Ketentuan Tugas:
Tuliskan ulang tanpa perubahan bagian teks tentang pemakaman korban Covid-19 di New York di bawah, mulai dari "New York ––" dan berakhir pada "itu tidak mungkin.".

___ Kutipan untuk Dibaca

New York –– Mayat menumpuk di rumah sakit, kamar mayat, dan rumah duka. Pemakaman terbatas, biaya pemakaman dan tanah naik 500 persen.

Di rumah-rumah, keluarga yang kehilangan kerabat akibat Covid-19 hanya bisa menangis, berdoa, tanpa bisa menemani orang yang mereka cintai ke perjalanan terakhir. Namun, teknologi memungkinkan setiap keluarga mengikuti ritual pemakaman dari rumah, yaitu lewat live streaming pemakaman .

Penduduk Muslim, tiga persen dari populasi New York, mungkin yang paling terpukul. Setiap keluarga ingin memakamkan kerabat dengan upacara sesuai syariat Islam, tapi itu tidak mungkin.

______
___ Data yang Disediakan

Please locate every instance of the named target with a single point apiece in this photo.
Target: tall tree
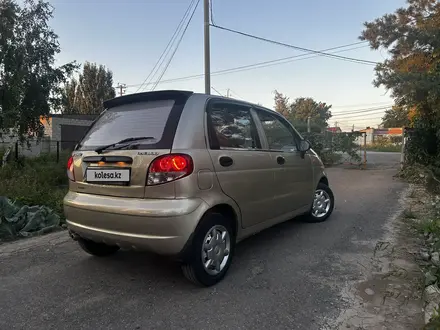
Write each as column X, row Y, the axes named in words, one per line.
column 319, row 112
column 87, row 94
column 396, row 117
column 29, row 81
column 412, row 73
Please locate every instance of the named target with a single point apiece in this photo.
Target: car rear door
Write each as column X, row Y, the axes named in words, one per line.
column 243, row 169
column 293, row 174
column 151, row 117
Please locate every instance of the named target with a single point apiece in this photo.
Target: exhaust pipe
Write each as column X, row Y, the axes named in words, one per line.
column 74, row 236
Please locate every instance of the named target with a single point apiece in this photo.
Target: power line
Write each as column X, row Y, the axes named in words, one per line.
column 166, row 50
column 217, row 91
column 259, row 65
column 235, row 93
column 360, row 111
column 362, row 105
column 345, row 58
column 177, row 46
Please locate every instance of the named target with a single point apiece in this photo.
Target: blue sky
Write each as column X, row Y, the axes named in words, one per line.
column 129, row 36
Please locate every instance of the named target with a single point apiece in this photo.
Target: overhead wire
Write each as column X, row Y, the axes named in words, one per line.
column 166, row 50
column 339, row 57
column 215, row 90
column 264, row 64
column 177, row 46
column 367, row 110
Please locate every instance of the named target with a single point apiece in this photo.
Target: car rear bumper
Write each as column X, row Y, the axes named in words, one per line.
column 163, row 226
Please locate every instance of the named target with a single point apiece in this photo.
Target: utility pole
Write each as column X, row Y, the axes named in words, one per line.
column 122, row 88
column 207, row 47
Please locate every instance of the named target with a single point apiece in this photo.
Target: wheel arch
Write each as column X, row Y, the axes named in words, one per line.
column 225, row 209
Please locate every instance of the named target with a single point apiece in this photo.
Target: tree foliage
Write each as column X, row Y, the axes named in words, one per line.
column 319, row 112
column 86, row 94
column 30, row 83
column 396, row 117
column 281, row 104
column 412, row 73
column 301, row 108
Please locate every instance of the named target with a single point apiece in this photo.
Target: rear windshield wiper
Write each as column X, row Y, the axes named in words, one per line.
column 124, row 143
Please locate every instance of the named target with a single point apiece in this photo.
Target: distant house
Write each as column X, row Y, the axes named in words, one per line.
column 67, row 129
column 334, row 129
column 374, row 133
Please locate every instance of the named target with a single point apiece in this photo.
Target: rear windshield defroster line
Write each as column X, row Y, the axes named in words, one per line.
column 178, row 97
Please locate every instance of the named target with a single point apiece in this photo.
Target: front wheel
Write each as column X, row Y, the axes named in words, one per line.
column 323, row 204
column 211, row 251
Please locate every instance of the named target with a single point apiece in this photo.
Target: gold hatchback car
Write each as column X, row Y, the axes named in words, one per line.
column 189, row 175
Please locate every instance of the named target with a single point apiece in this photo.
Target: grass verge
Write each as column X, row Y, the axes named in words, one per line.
column 36, row 181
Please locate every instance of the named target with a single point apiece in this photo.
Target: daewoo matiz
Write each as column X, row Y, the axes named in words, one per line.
column 189, row 175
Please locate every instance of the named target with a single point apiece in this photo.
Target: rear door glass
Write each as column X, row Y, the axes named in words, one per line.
column 144, row 119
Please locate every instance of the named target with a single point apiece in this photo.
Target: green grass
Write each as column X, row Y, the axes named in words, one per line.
column 430, row 226
column 384, row 148
column 36, row 181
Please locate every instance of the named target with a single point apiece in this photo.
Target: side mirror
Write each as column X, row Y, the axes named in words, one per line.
column 304, row 146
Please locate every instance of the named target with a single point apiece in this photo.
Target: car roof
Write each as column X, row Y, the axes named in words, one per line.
column 162, row 94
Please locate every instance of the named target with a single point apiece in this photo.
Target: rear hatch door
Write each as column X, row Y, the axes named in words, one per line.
column 113, row 157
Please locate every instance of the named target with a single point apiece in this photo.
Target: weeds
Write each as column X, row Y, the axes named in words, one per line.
column 409, row 214
column 384, row 148
column 36, row 181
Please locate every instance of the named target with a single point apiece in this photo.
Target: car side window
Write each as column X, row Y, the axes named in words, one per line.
column 231, row 126
column 279, row 134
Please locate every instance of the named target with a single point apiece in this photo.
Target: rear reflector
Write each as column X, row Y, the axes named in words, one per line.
column 168, row 168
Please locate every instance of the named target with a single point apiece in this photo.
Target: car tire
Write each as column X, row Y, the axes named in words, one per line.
column 97, row 249
column 201, row 251
column 324, row 193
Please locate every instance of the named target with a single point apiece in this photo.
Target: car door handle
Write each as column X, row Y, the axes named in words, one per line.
column 281, row 160
column 226, row 161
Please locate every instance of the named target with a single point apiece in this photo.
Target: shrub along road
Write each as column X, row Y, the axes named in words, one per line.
column 288, row 277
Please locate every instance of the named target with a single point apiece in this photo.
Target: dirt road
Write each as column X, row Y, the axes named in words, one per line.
column 289, row 277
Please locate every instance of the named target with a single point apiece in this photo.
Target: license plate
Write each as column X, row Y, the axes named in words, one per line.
column 108, row 175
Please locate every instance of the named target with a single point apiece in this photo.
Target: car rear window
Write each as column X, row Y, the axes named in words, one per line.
column 130, row 120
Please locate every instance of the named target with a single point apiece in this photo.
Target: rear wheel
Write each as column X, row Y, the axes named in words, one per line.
column 323, row 204
column 211, row 251
column 97, row 249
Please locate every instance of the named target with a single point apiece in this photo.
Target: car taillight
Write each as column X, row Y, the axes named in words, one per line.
column 168, row 168
column 70, row 173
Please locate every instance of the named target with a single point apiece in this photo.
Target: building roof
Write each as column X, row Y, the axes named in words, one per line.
column 73, row 116
column 334, row 129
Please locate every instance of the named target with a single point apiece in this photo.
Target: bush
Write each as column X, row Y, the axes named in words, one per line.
column 36, row 181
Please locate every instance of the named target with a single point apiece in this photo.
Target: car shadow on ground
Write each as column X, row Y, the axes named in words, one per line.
column 147, row 268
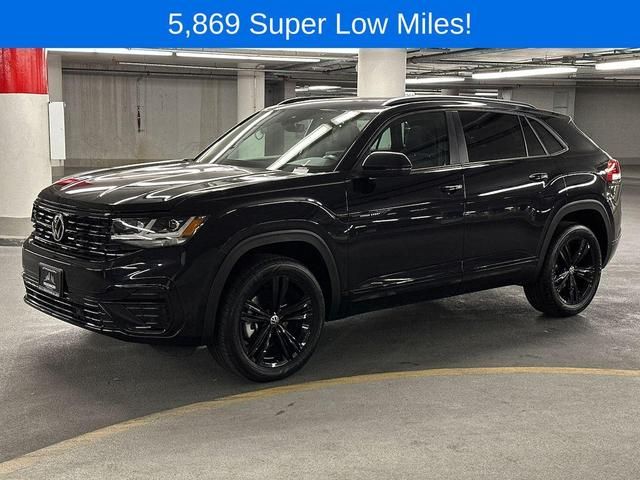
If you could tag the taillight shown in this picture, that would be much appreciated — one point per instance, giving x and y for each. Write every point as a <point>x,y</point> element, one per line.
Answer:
<point>613,171</point>
<point>67,181</point>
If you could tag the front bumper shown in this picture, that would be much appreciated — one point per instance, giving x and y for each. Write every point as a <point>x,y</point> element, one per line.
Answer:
<point>145,296</point>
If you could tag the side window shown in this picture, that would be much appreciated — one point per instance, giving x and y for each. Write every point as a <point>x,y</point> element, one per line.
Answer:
<point>422,137</point>
<point>492,136</point>
<point>534,147</point>
<point>550,142</point>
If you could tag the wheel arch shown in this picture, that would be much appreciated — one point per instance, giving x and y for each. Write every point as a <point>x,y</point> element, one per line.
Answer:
<point>590,213</point>
<point>274,242</point>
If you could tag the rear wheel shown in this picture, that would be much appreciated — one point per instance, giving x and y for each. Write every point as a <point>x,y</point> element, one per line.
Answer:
<point>271,319</point>
<point>570,275</point>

______

Jawaban Latihan Ini:
New York –– Mayat menumpuk di rumah sakit, kamar mayat, dan rumah duka. Pemakaman terbatas, biaya pemakaman dan tanah naik 500 persen.

Di rumah-rumah, keluarga yang kehilangan kerabat akibat Covid-19 hanya bisa menangis, berdoa, tanpa bisa menemani orang yang mereka cintai ke perjalanan terakhir. Namun, teknologi memungkinkan setiap keluarga mengikuti ritual pemakaman dari rumah, yaitu lewat live streaming pemakaman .

Penduduk Muslim, tiga persen dari populasi New York, mungkin yang paling terpukul. Setiap keluarga ingin memakamkan kerabat dengan upacara sesuai syariat Islam, tapi itu tidak mungkin.